» WHAT IS EXPECTED
Return word for word the part of the records that opens with the line containing "locate blue sky -- one point per instance", including that line, and runs through the last line of the records.

» RECORD LIST

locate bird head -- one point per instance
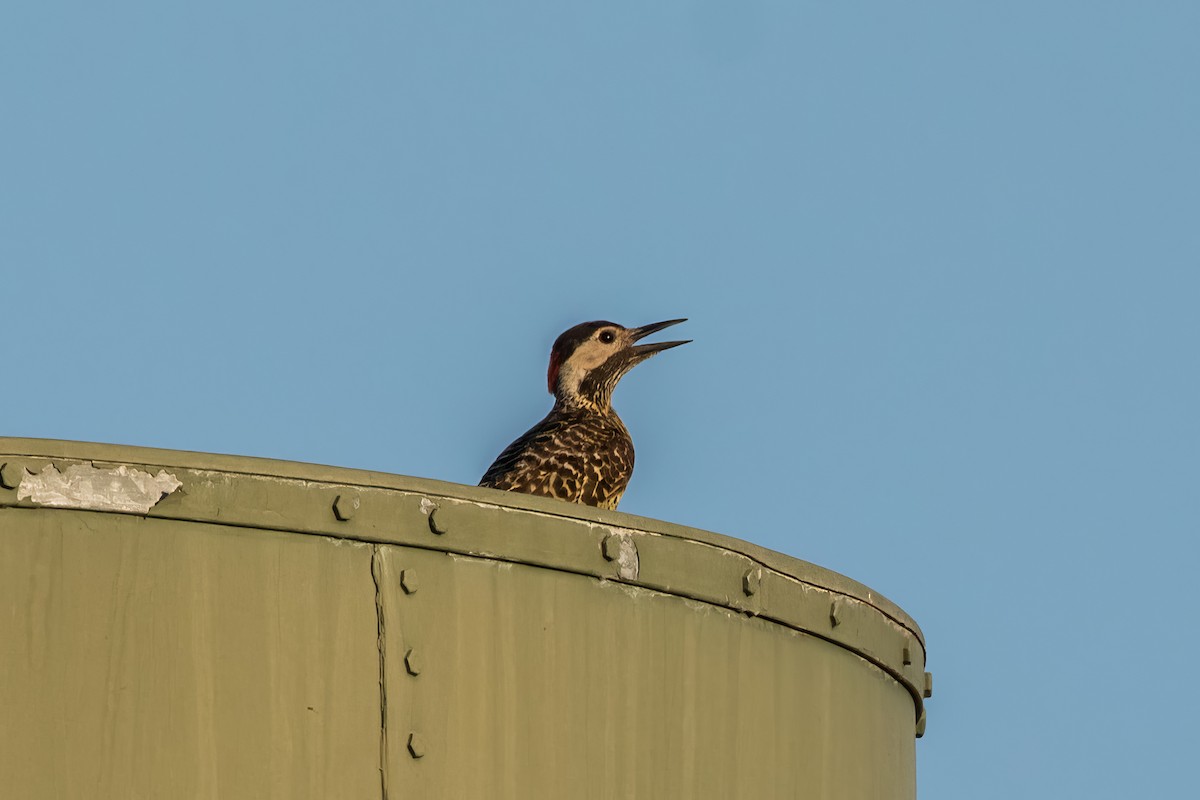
(588, 360)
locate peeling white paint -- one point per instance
(84, 486)
(627, 557)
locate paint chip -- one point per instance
(84, 486)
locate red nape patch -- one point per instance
(556, 361)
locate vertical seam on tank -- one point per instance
(382, 644)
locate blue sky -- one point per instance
(941, 260)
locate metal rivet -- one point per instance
(408, 581)
(345, 505)
(415, 745)
(751, 581)
(11, 475)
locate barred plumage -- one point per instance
(581, 451)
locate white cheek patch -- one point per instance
(570, 376)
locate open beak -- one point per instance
(646, 350)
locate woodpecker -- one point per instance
(581, 451)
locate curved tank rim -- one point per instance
(795, 567)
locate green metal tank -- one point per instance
(184, 625)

» REPLY TO THE TASK
locate blue sky -- one point per instance
(941, 260)
locate metal rivet -- one point per instance
(408, 581)
(345, 505)
(415, 745)
(751, 581)
(11, 475)
locate barred plumage -- one point per instance
(581, 451)
locate white cheek patch -- one point per instance
(570, 376)
locate open beak -- one point per instance
(646, 350)
locate woodpecker -- one point per instance
(581, 451)
locate curved tank rim -- one point per instance
(795, 567)
locate green metal tank -- one point per instance
(184, 625)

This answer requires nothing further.